* ACTIVITY 1
Please restate the coronavirus article starting with "The World Health" and going on through "16 million people.", replacing "Sunday" with "Monday".
* ACTIVITY 2
In the coronavirus article, why did federal and state officials in the U.S. make "emergency" declarations?

* PASSAGE
<<<<
The ongoing global coronavirus outbreak has set off a domino effect of event disruptions that will have fashion and entertainment attorneys poring over venue, sponsorship and insurance contracts to assess the damage.
In the past week alone, the city of Austin, Tex., moved to cancel South by Southwest, while the eyewear trade show Vision Expo East, originally scheduled for later this month in New York City, was also canceled. Gucci canceled its 2021 cruise fashion show in San Francisco that was to take place in May, while Ralph Lauren said it would cancel its fashion show in April. Tokyo Fashion Week was canceled, and the retail event Shoptalk was postponed to September. And there is still speculation about how the 2020 Summer Olympics in Tokyo will be affected, though the International Olympic Committee has so far indicated plans to proceed.
Amid the string of cancellations, some attorneys are turning their attention to the rarely invoked “force majeure” clause, often nestled in the boilerplate language within business contracts, which could be used to give parties a way out of an agreement under extreme circumstances wrought by a “superior force,” as the term translates from French.
However, applying a force majeure argument in the context of an outbreak may be challenging, attorneys said. Contracts typically explain such clauses as applying to acts of terror, or acts of nature such as earthquakes and tsunamis. Illness outbreaks, on the other hand, are seldom delineated as a force majeure event in contracts, though brands could invoke the provision by trying to make the case that serious public health concerns forced their hand.
“You can’t hold the event without risk to health and human safety, would be the force majeure argument,” said Douglas Hand of Hand Baldachin & Associates LLP, who said his firm is currently advising several clients on contractual issues relating to cancellations resulting from the COVID-19 outbreak.
The World Health Organization, which declared the outbreak an “emergency” in January, said in a situation report Sunday that there were more than 105,000 cases of COVID-19, the disease caused by the coronavirus. Federal and state officials in the U.S., including the Secretary of the Department of Health and Human Services and the governors of California and Pennsylvania, have made similar “emergency” declarations in order to dispatch more resources toward fighting the outbreak. New York State also declared a state of emergency this weekend, and Italy locked down the Lombardy region and other provinces, impacting 16 million people.
In the case of SXSW, the city of Austin made the decision to cancel the event, which prompted the festival’s organizers to say in a statement Friday that “SXSW will faithfully follow the City’s directions.” On Friday, the city of Austin said that Austin-Travis County officials also declared a “local state of disaster,” which they said would help the city take precautionary measures ahead of this month’s festival season.
>>>>
* RECORD SET
<<<<
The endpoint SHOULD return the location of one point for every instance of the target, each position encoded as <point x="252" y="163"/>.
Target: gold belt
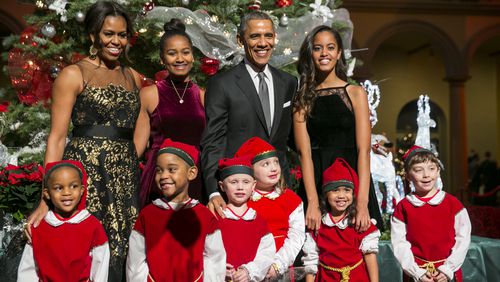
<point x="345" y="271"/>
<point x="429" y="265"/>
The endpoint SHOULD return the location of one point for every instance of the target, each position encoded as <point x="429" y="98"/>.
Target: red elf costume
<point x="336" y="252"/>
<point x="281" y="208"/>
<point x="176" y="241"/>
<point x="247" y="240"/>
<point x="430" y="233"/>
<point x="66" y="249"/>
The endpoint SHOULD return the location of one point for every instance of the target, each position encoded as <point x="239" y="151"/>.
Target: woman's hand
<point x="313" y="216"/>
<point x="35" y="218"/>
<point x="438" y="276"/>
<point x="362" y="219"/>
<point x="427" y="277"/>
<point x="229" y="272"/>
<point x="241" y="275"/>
>>>>
<<<<
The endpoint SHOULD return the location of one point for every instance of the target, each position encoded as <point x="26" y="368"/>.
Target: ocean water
>>>>
<<<<
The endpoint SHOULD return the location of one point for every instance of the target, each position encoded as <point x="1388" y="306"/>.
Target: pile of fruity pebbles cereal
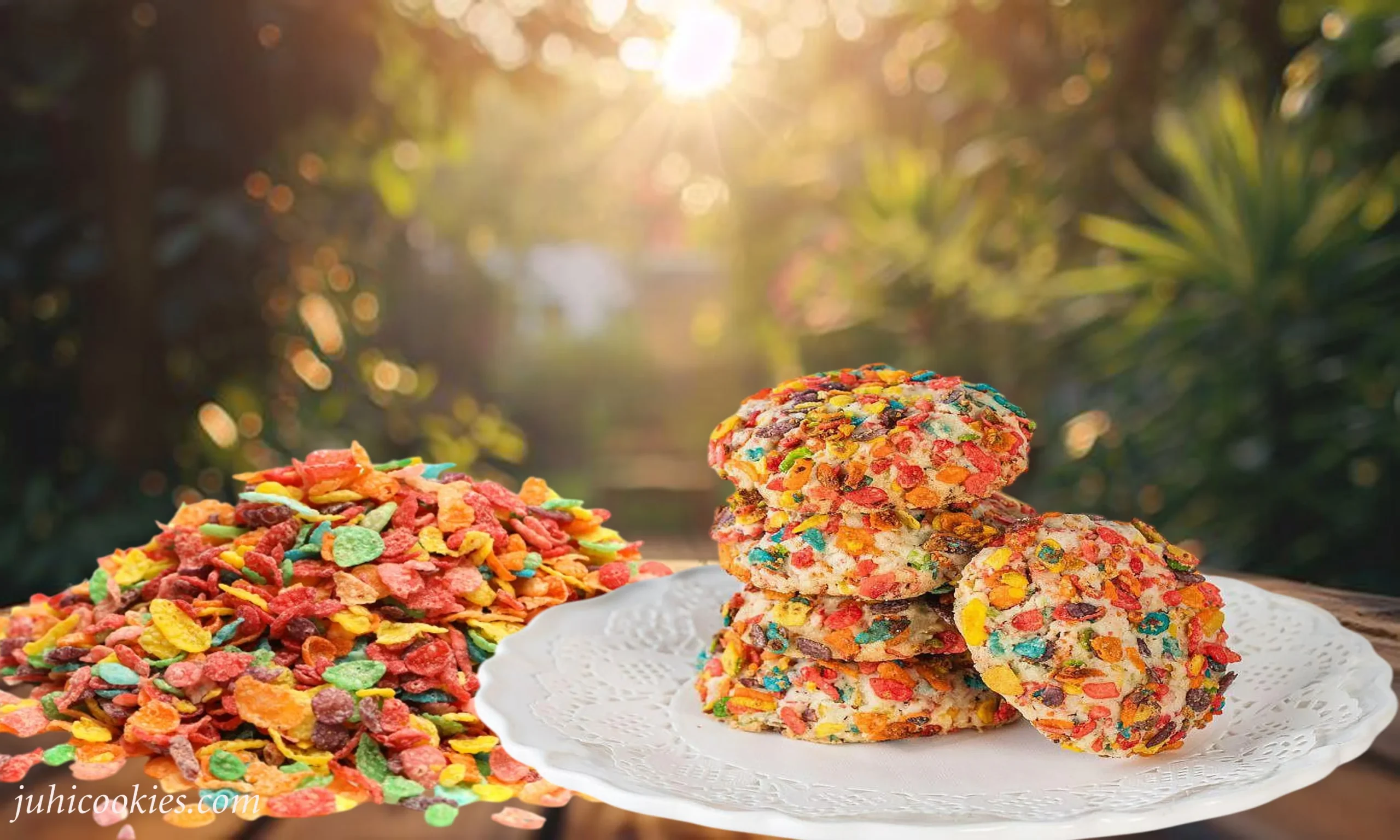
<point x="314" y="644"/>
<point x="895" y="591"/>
>>>>
* EXERCISE RESULT 1
The World Health Organization, which declared the outbreak an “emergency” in January, said in a situation report Monday that there were more than 105,000 cases of COVID-19, the disease caused by the coronavirus. Federal and state officials in the U.S., including the Secretary of the Department of Health and Human Services and the governors of California and Pennsylvania, have made similar “emergency” declarations in order to dispatch more resources toward fighting the outbreak. New York State also declared a state of emergency this weekend, and Italy locked down the Lombardy region and other provinces, impacting 16 million people.

* EXERCISE RESULT 2
They made the declarations to dispatch more resources toward fighting the outbreak.